[Collected data entries]
********
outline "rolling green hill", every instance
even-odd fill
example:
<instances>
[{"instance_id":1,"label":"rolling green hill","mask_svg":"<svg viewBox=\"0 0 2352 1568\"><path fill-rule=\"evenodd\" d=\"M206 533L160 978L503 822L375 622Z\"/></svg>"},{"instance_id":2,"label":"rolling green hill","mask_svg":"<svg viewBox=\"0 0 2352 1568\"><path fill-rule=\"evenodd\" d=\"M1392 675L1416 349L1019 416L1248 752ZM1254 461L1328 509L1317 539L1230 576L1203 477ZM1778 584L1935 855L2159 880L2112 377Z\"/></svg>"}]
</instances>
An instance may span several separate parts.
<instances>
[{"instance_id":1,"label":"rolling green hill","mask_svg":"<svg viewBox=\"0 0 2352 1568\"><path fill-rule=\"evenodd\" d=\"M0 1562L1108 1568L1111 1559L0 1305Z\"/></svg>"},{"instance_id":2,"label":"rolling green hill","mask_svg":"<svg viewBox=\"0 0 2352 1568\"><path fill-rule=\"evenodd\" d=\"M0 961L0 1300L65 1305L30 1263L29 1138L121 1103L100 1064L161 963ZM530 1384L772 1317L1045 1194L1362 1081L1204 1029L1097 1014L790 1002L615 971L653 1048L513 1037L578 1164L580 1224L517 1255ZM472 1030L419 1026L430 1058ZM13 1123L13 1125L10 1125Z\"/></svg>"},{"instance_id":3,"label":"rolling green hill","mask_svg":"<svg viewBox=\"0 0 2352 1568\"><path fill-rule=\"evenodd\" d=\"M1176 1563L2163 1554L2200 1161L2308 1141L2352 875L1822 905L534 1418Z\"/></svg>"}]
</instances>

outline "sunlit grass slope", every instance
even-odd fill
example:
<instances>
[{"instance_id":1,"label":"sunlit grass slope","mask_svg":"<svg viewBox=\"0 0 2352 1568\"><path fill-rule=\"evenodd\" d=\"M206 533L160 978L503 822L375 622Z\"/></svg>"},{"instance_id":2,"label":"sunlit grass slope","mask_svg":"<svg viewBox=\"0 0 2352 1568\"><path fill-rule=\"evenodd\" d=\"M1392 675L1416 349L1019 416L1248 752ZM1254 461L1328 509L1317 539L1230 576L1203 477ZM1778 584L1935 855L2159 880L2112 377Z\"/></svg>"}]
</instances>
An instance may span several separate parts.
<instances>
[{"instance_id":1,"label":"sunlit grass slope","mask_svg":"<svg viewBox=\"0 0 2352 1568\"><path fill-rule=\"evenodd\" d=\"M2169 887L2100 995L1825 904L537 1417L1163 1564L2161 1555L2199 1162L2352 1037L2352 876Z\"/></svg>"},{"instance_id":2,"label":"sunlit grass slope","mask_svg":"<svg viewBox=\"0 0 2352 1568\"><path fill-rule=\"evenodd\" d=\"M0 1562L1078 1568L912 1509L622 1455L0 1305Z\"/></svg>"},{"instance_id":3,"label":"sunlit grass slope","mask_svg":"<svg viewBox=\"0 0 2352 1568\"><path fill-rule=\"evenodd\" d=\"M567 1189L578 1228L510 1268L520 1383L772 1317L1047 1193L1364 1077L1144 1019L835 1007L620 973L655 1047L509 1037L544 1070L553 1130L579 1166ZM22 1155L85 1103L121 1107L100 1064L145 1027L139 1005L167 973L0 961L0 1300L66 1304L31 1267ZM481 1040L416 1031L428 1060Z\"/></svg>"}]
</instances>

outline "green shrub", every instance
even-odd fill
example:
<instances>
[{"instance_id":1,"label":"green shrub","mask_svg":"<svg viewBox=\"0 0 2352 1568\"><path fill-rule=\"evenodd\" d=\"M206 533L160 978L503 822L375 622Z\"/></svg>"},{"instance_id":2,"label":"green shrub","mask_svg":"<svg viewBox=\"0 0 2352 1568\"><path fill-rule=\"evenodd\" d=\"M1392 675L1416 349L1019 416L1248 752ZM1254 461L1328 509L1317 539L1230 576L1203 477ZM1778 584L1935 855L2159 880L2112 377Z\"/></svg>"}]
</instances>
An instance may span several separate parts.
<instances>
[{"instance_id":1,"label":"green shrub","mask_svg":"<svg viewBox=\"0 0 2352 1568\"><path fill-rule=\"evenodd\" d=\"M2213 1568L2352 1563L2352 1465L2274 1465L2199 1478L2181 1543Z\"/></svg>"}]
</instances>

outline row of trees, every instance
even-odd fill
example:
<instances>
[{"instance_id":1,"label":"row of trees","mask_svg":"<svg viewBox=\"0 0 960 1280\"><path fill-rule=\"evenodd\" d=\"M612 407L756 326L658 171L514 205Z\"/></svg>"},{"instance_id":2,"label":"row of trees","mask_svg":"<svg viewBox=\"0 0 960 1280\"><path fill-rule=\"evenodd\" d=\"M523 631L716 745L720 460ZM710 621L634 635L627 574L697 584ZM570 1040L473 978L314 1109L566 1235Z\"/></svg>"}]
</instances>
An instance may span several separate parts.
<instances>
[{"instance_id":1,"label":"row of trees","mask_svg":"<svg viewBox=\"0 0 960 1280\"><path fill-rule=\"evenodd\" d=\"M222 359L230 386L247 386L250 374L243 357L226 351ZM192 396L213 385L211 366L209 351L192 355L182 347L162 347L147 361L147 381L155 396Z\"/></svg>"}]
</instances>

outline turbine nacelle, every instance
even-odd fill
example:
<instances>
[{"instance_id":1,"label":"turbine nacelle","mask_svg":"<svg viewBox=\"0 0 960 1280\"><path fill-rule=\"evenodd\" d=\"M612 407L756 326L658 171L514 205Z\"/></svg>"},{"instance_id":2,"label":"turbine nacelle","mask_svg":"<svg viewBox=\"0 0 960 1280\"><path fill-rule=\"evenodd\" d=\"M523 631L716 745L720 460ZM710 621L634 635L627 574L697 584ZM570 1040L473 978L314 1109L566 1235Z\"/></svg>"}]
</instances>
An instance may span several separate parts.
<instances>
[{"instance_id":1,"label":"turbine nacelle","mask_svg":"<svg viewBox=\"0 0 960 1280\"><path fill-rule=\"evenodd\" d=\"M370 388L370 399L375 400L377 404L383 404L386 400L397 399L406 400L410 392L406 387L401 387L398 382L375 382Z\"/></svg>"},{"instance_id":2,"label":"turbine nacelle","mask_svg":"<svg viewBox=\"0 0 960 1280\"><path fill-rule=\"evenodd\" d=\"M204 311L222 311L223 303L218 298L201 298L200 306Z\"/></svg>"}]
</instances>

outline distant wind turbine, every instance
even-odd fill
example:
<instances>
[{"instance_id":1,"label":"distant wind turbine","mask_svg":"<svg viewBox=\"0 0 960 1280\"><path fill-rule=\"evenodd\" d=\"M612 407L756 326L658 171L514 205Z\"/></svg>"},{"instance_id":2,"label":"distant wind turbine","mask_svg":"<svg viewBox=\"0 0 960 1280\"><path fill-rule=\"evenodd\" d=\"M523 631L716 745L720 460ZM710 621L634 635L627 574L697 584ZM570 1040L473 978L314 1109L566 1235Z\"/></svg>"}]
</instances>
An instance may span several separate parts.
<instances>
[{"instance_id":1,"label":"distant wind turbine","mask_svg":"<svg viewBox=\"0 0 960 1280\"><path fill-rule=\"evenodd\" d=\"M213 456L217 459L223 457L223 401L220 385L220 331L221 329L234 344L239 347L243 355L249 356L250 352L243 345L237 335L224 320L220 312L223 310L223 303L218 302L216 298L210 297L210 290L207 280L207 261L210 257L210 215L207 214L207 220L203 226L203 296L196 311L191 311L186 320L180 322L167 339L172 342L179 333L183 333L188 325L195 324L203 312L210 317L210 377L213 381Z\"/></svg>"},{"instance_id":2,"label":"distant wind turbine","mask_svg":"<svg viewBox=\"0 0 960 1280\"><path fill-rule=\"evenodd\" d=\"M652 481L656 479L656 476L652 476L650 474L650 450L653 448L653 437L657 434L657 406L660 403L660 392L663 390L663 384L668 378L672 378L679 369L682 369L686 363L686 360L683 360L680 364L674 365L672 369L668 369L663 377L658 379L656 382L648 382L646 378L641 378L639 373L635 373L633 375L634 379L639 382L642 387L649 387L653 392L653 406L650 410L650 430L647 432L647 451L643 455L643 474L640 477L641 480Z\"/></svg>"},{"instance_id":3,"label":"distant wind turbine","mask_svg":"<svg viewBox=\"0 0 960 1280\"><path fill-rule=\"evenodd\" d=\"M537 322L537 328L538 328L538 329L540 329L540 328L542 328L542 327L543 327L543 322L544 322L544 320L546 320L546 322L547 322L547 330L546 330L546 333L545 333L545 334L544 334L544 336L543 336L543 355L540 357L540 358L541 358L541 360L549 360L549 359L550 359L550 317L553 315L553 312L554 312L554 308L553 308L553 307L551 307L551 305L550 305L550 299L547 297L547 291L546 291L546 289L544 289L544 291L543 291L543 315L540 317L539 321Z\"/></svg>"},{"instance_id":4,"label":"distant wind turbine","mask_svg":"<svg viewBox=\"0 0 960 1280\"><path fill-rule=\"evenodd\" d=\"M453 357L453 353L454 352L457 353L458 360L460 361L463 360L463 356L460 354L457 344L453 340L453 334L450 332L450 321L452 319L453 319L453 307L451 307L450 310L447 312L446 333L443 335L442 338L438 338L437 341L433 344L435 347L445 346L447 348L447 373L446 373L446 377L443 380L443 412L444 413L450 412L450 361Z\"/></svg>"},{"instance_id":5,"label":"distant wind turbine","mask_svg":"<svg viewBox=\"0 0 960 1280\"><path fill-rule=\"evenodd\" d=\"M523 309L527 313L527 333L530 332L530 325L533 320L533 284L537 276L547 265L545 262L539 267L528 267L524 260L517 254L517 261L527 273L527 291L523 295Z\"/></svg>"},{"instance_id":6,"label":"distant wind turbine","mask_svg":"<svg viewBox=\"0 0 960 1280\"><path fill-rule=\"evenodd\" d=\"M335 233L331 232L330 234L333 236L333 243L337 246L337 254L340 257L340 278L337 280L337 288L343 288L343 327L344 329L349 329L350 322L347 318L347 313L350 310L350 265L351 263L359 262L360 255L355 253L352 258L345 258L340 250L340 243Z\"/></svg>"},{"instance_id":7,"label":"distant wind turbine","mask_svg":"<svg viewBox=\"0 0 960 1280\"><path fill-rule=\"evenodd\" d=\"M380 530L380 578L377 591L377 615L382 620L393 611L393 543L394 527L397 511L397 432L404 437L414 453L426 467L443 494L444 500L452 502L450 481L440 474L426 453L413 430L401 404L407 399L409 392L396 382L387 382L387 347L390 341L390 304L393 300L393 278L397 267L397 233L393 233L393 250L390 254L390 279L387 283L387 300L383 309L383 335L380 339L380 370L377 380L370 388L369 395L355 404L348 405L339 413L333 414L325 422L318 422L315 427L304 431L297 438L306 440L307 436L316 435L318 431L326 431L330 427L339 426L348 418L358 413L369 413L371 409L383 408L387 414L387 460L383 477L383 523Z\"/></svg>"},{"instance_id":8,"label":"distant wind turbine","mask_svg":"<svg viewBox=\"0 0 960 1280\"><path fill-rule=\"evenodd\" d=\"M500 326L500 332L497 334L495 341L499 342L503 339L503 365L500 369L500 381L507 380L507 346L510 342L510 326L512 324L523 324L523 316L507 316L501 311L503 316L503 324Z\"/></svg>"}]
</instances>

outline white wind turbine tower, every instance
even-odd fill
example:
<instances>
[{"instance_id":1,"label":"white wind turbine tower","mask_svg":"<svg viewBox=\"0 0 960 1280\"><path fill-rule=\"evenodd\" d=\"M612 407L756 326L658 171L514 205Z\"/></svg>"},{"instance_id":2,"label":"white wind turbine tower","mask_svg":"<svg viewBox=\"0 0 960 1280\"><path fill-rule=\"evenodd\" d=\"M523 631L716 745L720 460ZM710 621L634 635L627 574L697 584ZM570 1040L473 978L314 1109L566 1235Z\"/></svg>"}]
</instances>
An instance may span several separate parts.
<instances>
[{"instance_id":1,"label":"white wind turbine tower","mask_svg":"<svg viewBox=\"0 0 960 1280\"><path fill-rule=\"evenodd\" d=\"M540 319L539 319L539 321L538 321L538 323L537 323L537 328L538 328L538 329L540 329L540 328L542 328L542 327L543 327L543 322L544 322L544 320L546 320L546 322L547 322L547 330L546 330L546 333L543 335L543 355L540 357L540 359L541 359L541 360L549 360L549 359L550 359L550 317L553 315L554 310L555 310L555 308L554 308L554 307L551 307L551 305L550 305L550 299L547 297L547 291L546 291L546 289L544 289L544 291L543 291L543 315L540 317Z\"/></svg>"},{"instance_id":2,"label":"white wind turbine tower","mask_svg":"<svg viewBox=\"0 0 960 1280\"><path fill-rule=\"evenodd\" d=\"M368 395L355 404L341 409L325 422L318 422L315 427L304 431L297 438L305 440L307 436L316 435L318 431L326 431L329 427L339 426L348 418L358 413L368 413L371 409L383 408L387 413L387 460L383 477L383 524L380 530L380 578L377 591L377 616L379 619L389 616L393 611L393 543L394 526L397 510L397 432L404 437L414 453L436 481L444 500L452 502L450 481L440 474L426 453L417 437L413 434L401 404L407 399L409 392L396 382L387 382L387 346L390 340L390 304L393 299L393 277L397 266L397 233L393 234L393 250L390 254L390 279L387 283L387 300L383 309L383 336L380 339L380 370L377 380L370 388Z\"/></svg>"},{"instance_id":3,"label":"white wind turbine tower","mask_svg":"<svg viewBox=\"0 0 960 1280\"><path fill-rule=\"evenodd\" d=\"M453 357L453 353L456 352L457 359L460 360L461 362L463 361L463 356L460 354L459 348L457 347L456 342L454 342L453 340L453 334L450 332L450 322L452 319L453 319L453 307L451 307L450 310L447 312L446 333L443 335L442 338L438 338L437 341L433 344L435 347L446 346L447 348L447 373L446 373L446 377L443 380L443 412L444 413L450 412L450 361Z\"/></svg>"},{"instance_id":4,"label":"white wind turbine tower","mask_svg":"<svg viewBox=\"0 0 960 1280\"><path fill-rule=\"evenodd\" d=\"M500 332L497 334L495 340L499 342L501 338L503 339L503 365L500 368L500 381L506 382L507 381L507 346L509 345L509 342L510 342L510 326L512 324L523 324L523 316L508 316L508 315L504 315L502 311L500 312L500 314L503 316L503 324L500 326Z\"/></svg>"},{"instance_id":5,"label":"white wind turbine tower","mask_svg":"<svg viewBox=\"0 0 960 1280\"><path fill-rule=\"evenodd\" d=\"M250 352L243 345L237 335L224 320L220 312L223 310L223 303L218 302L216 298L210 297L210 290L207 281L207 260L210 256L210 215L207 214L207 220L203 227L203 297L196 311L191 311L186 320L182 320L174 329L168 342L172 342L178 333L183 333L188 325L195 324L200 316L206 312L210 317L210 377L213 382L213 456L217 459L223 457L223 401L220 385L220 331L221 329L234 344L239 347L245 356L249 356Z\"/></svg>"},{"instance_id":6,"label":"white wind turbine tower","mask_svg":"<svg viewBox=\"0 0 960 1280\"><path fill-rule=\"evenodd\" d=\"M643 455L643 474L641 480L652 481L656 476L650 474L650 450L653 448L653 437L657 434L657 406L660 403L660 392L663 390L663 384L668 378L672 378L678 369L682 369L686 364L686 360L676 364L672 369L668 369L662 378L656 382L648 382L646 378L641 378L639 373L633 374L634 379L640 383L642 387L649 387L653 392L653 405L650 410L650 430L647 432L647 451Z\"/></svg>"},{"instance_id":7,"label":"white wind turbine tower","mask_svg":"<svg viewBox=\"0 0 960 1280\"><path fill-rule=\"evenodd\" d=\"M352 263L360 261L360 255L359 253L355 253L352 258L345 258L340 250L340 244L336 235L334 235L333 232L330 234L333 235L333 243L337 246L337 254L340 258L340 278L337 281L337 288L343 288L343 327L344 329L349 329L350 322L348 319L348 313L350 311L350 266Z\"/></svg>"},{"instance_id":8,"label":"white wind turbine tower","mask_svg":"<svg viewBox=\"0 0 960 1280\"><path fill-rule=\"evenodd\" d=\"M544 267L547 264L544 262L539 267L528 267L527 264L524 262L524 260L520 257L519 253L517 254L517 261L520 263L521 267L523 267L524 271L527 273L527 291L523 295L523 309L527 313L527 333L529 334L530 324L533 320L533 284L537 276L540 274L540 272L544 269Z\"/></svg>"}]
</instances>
********
* **PROBLEM TO WORK ON**
Scan the lines above for the word "outline", then copy each line that has it.

* **WRITTEN RESPONSE**
outline "rolling green hill", every instance
outline "sunlit grass slope", every instance
outline "green shrub", every instance
outline row of trees, every instance
outline turbine nacelle, every instance
outline distant wind turbine, every instance
outline white wind turbine tower, every instance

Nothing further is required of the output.